**WORK ORDER**
Would you please copy every line from the records that contains the word "tail"?

• • • •

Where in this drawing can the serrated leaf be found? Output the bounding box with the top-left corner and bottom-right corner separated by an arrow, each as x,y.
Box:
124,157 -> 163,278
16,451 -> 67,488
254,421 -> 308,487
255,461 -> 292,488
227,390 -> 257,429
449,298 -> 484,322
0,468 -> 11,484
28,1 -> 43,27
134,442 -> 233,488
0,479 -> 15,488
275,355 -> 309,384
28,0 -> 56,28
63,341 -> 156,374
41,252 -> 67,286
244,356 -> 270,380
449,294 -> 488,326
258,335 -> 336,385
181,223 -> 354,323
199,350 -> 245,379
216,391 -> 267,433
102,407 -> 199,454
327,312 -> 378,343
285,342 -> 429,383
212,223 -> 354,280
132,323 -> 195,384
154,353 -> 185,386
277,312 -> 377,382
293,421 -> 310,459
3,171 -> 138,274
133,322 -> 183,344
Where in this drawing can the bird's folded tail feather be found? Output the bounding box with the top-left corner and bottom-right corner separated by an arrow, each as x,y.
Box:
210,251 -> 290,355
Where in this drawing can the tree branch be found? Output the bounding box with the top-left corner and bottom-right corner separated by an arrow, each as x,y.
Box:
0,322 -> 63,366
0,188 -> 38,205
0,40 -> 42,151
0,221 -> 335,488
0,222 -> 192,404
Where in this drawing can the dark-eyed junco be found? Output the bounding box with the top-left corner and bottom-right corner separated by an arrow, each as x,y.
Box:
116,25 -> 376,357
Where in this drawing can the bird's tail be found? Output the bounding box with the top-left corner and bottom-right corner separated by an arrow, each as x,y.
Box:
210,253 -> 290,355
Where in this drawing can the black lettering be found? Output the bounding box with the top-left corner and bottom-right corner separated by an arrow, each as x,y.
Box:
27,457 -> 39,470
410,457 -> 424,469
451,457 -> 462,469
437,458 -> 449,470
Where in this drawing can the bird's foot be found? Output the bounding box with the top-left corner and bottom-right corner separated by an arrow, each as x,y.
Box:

• • • •

**WRITTEN SOLUTION**
Where in this drawing can the bird's folded tail feather be found? Output the bounding box with the top-left corner and bottom-right corner separated by an arrow, each as x,y.
Where in this drawing can the bird's tail be found? Output the bounding box with the top-left corner and bottom-right corner separated by an arrow, each as x,y.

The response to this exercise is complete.